> **Work request**: Filter these entries so that only lines with the word "below" remain.

[Saved entries]
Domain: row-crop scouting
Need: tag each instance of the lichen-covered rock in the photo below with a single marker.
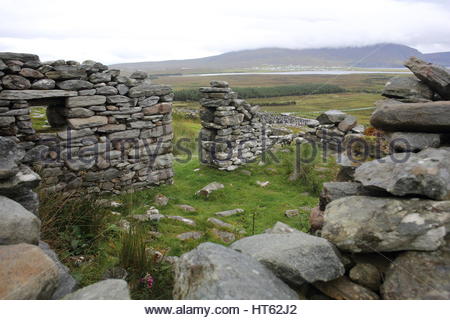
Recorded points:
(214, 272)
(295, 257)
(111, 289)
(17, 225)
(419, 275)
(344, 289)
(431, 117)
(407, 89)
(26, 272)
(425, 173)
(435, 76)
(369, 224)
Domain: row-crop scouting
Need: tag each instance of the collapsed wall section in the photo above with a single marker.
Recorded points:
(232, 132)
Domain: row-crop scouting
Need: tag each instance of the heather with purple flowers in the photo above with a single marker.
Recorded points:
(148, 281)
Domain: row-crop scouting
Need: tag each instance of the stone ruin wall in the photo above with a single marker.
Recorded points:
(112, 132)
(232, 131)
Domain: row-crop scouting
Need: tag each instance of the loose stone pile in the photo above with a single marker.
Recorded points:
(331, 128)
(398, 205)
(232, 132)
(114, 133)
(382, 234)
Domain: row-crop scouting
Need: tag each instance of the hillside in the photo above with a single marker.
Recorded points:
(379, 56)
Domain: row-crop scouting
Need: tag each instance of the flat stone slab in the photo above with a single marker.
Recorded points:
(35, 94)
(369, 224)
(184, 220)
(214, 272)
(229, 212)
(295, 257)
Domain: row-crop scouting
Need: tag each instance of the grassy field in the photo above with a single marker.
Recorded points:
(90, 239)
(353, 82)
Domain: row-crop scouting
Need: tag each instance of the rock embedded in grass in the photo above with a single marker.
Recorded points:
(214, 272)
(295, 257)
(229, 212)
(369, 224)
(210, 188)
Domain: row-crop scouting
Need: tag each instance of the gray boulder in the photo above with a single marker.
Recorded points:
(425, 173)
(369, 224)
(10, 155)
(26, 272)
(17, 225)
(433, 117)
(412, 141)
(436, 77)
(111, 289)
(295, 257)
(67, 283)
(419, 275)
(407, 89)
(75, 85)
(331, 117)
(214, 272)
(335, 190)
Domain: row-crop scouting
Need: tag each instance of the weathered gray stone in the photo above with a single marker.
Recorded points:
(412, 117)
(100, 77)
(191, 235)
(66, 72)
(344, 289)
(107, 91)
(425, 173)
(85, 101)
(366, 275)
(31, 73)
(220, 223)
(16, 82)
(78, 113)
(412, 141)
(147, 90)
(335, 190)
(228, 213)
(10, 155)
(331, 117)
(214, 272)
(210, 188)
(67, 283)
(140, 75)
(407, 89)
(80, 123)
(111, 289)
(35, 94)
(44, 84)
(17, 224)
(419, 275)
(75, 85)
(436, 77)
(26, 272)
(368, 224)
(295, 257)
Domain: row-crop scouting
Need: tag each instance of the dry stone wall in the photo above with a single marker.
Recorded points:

==

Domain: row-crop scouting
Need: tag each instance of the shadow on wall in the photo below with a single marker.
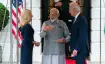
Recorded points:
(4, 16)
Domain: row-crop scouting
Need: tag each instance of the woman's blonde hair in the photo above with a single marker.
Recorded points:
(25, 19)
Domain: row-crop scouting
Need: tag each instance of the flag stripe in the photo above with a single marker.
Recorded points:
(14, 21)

--

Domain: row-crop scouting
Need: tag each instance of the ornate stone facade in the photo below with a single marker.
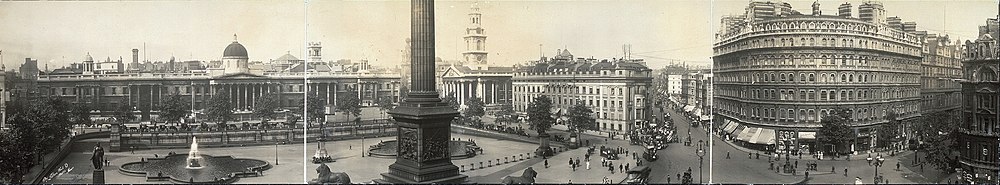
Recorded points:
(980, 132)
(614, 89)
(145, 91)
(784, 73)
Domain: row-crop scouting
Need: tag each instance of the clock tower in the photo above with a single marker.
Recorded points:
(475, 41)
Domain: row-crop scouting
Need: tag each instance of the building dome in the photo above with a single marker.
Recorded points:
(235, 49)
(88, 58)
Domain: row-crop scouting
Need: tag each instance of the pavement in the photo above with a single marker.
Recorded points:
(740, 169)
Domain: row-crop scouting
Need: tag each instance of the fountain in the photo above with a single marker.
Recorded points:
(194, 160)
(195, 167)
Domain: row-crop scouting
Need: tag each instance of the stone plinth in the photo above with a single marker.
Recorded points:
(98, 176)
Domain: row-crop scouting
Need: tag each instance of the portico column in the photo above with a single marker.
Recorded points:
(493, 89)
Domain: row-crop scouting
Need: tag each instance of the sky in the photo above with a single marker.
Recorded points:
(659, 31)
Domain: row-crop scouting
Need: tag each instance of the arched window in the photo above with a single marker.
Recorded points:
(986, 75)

> **Result for this exercise**:
Need: tag each instance of the lichen-covered rock in the photo below with a single marker.
Need: tag each instance of the shadow on wall in the photo below with a single marker.
Need: tag each instance of the ornate stone facade in the photo below with a single marker.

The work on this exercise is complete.